■ Description of the task: Copy the lines below, from the one containing "Target: fingernail" through the final line, keeping every line but resizing each x and y coordinate in the points to 0.6 times its value. Round each result to a whole number, with halves rounded up.
##### Provided records #####
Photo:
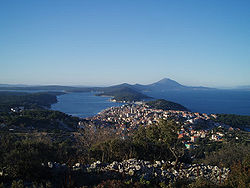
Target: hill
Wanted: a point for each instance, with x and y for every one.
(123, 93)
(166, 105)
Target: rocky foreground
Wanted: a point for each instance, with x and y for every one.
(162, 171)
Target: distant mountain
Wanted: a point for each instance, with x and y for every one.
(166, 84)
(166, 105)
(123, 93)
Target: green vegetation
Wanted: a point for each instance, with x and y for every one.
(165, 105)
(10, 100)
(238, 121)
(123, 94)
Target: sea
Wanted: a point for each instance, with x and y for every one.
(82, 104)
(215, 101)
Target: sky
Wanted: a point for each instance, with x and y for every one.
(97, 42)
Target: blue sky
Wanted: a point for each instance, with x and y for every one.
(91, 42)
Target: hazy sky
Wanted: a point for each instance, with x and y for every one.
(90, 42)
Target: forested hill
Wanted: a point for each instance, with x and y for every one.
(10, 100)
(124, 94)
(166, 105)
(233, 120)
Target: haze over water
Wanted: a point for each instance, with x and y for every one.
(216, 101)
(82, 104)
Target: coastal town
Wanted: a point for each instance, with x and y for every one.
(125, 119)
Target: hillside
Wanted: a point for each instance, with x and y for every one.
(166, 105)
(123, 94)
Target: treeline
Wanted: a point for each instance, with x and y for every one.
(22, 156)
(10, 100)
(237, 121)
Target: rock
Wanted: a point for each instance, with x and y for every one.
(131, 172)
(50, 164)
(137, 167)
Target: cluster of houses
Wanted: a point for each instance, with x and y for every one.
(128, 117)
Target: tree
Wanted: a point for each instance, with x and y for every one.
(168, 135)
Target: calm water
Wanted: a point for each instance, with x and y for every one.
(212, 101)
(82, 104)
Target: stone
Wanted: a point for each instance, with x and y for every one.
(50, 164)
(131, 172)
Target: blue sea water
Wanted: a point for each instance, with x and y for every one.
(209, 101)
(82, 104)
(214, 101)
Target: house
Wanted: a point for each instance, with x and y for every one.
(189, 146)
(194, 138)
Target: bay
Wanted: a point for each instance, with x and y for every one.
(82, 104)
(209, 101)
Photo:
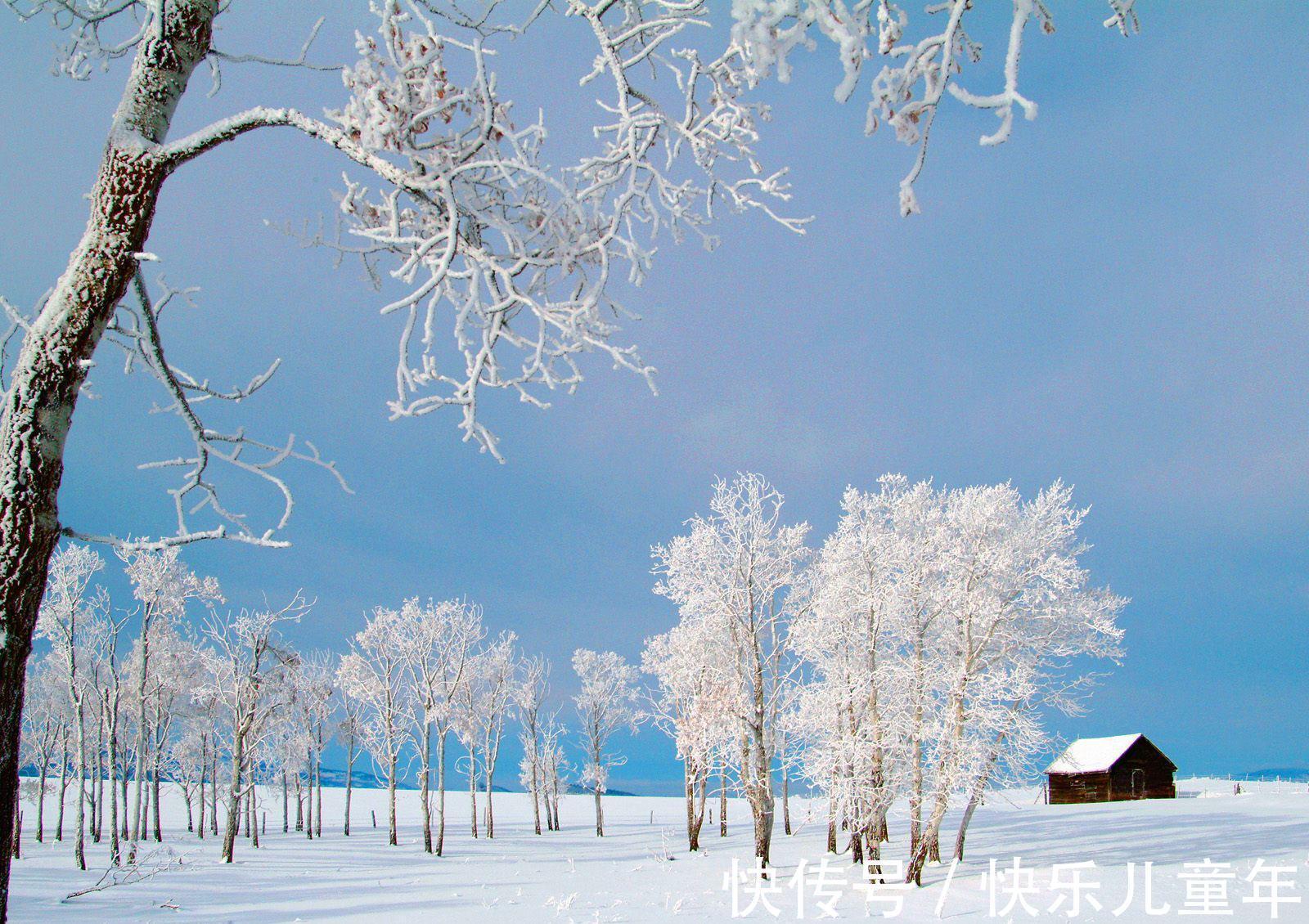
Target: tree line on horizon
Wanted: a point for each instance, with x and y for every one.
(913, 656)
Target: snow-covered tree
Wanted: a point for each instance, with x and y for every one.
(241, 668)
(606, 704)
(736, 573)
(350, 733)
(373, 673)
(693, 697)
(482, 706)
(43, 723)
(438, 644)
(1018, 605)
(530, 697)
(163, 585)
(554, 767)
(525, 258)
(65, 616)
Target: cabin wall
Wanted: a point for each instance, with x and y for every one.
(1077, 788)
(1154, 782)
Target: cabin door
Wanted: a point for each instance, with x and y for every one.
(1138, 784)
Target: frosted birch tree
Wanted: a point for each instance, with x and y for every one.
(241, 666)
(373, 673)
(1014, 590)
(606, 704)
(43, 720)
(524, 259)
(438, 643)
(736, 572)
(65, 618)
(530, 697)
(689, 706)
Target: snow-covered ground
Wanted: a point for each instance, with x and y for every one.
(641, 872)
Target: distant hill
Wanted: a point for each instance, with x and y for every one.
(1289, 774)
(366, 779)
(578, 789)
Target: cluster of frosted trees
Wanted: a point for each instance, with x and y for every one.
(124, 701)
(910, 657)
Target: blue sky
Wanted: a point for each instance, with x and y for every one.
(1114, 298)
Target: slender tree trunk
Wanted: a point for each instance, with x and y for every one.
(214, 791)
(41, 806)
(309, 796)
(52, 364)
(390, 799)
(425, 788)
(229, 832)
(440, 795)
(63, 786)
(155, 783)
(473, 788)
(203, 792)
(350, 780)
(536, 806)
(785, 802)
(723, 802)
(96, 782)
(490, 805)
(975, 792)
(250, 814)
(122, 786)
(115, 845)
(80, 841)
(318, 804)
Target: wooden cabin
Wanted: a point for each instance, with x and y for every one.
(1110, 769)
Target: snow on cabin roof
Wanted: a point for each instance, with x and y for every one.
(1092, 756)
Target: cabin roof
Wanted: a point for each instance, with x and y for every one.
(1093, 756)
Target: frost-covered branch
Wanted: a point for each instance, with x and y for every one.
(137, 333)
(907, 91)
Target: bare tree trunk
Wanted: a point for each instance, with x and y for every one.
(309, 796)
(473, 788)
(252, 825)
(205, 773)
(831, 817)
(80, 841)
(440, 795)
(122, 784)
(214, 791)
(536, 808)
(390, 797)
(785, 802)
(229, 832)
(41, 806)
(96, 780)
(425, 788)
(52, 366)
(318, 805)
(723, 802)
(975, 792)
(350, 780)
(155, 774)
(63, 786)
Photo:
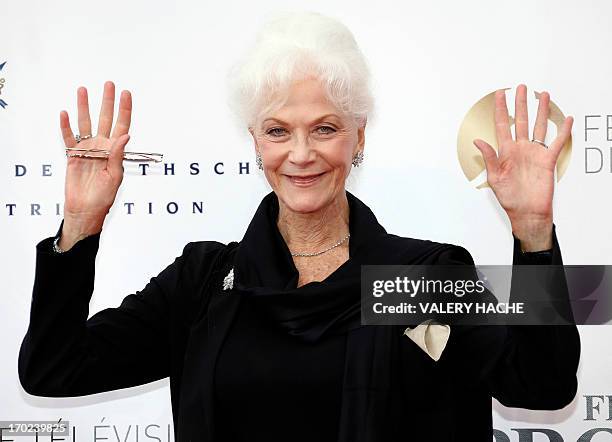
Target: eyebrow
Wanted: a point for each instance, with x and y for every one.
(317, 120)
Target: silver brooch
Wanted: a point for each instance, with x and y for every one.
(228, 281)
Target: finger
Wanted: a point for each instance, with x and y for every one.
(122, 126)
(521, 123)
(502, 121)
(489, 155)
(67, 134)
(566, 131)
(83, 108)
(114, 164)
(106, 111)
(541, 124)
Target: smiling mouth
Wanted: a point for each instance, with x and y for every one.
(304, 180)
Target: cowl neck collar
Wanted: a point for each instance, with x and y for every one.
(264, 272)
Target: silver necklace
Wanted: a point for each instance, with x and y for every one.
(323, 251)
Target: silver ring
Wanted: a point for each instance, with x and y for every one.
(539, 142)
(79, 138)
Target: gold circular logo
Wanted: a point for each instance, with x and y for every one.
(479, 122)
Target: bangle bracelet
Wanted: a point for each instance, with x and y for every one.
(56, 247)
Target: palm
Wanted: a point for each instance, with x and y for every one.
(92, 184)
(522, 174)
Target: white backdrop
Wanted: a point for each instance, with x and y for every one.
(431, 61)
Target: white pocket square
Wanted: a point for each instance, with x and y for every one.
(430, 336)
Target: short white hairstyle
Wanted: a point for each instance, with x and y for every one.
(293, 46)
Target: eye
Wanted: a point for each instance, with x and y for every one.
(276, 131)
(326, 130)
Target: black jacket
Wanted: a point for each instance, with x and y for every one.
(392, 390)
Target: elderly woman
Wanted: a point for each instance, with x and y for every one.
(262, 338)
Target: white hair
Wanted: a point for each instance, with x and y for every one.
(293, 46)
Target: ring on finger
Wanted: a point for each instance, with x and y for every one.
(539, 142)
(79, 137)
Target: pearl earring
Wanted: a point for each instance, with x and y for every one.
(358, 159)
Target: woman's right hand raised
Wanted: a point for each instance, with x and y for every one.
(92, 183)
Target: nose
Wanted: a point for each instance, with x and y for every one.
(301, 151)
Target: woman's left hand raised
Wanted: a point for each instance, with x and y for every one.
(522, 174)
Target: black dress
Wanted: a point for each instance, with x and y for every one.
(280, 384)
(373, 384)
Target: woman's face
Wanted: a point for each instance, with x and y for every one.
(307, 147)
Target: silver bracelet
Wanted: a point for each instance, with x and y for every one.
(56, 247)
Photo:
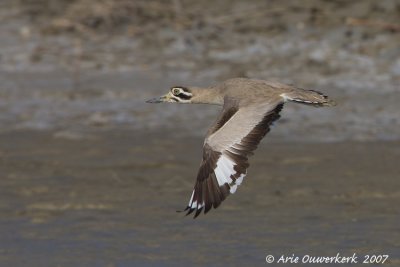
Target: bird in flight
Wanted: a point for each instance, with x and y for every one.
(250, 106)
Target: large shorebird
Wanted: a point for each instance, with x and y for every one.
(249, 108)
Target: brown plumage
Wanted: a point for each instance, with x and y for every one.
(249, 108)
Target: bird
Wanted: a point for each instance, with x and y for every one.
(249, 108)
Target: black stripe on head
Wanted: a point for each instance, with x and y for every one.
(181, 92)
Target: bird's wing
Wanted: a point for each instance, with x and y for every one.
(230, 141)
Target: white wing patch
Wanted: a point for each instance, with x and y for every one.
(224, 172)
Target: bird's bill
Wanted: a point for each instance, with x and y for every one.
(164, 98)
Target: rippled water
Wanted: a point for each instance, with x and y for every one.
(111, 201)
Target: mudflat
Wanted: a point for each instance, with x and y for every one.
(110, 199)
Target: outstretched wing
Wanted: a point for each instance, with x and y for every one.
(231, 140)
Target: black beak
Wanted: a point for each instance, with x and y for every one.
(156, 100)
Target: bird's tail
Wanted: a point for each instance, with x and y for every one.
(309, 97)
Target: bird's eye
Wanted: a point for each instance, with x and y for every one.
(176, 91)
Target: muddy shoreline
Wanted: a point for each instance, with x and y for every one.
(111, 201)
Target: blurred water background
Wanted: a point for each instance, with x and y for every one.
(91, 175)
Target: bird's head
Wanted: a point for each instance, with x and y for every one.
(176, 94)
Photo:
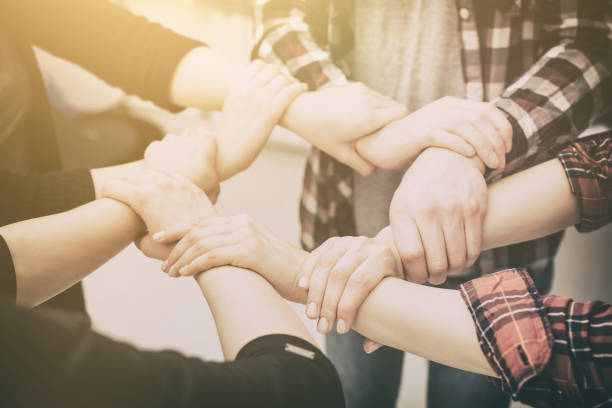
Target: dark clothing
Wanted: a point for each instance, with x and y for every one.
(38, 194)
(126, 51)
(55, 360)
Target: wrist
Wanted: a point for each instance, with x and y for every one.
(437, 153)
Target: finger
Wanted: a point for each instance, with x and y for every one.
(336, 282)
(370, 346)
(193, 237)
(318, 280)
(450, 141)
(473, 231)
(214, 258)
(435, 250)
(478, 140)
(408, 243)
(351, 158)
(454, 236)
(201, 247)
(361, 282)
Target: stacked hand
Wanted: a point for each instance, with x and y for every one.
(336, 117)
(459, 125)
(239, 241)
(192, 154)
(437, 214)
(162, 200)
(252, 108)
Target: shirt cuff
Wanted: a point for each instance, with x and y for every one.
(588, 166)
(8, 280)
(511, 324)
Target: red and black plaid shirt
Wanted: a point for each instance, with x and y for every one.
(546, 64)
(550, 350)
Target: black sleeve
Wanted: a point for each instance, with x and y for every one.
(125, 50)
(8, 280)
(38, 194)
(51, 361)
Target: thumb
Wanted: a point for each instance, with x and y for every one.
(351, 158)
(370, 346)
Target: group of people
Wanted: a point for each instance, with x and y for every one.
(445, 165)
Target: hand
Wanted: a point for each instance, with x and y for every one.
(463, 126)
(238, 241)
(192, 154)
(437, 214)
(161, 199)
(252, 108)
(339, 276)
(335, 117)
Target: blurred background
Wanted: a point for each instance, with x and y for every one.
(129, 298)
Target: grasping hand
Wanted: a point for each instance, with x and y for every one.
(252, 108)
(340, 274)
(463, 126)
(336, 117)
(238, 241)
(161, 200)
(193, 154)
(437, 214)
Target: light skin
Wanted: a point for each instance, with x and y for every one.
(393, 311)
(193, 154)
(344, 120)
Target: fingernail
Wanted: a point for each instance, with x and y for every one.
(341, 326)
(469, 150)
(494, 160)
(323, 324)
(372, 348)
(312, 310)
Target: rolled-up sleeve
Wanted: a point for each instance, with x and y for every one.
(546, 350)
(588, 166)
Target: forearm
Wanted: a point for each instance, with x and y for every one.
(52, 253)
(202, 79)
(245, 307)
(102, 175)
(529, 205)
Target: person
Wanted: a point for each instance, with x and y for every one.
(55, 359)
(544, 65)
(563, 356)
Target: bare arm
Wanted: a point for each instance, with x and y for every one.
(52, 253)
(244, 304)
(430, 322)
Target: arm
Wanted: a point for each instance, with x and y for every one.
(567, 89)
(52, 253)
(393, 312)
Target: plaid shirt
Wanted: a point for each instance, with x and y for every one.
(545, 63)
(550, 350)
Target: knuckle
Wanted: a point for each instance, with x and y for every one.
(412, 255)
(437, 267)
#####
■ Finished answer:
Target: fingernail
Wanted: a point for each instance, with x and y for every one.
(205, 196)
(281, 90)
(296, 96)
(194, 194)
(223, 209)
(187, 186)
Target: rolled-up sleeve
Wanted: a point for each instance, with x and y for every one.
(328, 210)
(353, 100)
Target: forearm
Wanted: a point for each instance, with x and y for every one.
(31, 152)
(121, 47)
(147, 184)
(61, 105)
(317, 123)
Target: person
Wanted: a point for each instance, with x and y for every one.
(33, 215)
(326, 39)
(338, 214)
Target: bare arm
Wanted: a point for each instance, with x and y for every one.
(31, 152)
(146, 182)
(258, 193)
Target: arm
Wanted: a point for each instance, with x and y for every one.
(340, 53)
(31, 152)
(236, 187)
Target: plaid shirt
Wanted: a point for each instance, with x and y for every one.
(327, 38)
(330, 210)
Target: knuckle
Wanted: a point for each instance, with x and y for every one.
(247, 153)
(262, 160)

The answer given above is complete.